━━━━━ THE INPUT ━━━━━

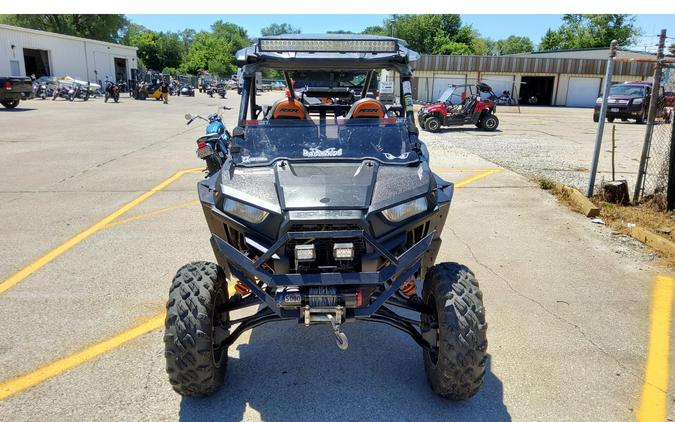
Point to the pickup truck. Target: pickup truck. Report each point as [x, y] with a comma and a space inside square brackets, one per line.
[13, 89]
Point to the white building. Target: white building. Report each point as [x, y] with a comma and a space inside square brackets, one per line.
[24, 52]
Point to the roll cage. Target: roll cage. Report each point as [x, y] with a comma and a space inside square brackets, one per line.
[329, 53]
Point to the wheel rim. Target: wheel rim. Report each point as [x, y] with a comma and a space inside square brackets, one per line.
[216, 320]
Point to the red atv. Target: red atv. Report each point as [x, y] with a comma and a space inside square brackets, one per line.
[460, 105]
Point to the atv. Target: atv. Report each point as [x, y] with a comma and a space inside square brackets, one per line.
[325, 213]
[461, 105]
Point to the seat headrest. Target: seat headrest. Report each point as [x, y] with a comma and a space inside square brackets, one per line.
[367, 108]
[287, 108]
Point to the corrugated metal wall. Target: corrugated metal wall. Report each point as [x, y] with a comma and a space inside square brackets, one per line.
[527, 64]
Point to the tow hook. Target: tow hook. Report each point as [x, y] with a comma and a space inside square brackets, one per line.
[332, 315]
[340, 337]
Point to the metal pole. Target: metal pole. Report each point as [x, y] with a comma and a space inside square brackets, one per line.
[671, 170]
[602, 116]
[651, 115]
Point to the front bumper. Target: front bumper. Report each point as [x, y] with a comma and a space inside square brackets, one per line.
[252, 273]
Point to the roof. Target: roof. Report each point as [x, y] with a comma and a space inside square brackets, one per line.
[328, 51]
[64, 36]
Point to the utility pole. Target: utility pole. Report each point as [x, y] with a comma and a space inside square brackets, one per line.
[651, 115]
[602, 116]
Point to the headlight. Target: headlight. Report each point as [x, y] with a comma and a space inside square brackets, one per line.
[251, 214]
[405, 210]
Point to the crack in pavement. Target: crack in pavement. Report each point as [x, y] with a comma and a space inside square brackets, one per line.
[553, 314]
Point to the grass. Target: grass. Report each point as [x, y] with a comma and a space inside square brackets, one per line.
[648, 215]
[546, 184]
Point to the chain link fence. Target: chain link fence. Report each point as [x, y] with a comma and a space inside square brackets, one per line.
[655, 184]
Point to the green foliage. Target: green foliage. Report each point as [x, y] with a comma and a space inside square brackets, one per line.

━━━━━

→ ASSIGNMENT: Using the records above, output exactly the lines from the one containing "Point to the crack" through the last line, and no others.

→ PROBLEM SOLUTION:
Point to the crack in pavement. Target: crack in pavement. Report each point as [x, y] with a comma and a space inside square brackets, one per line.
[553, 314]
Point to the grass. Target: grass. Report each point as [x, y] with a comma and a space inside square brackets, one per line.
[648, 215]
[546, 184]
Point to the chain link fence. Target: chain link fence. Report each point as [x, y] with a comma and a space inside square brackets, one per line.
[655, 184]
Point to the green foliage. Target: green foliage. Report each point as [x, y] with a comma and a space inside square brackets, one per line.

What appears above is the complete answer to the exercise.